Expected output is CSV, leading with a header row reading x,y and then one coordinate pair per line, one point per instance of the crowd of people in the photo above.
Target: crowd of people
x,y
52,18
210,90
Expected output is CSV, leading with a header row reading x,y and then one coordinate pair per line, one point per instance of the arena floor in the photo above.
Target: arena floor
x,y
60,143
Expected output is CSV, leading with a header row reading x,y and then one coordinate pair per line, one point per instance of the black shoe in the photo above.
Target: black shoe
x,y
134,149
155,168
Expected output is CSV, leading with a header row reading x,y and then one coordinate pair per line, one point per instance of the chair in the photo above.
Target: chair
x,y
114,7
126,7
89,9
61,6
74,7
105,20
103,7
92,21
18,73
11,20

GIVEN TASK: Could you return every line of the data above verbatim, without altering a single character?

COMPLETED TASK:
Expected output is CSV, leading with a header row reading x,y and then one coordinate pair per line, one point per instance of the crowd of people in the photo above.
Target: crowd of people
x,y
52,18
210,90
Expected output is CSV, leading with a header row reading x,y and then one coordinate pair per line, one point per instance of the arena floor in the photo above.
Target: arena floor
x,y
60,143
Expected output is CSV, leading with a header row reading x,y and then one coordinate pair per line, one point per instance of the black shoe in the photo above.
Target: black shoe
x,y
134,149
155,168
Expected output is CSV, leading with a header row reading x,y and then one coordinate pair per line, one point per instance of the chair in the photo above.
Target: chair
x,y
114,7
126,7
89,9
61,6
74,7
105,20
103,7
92,21
18,73
11,20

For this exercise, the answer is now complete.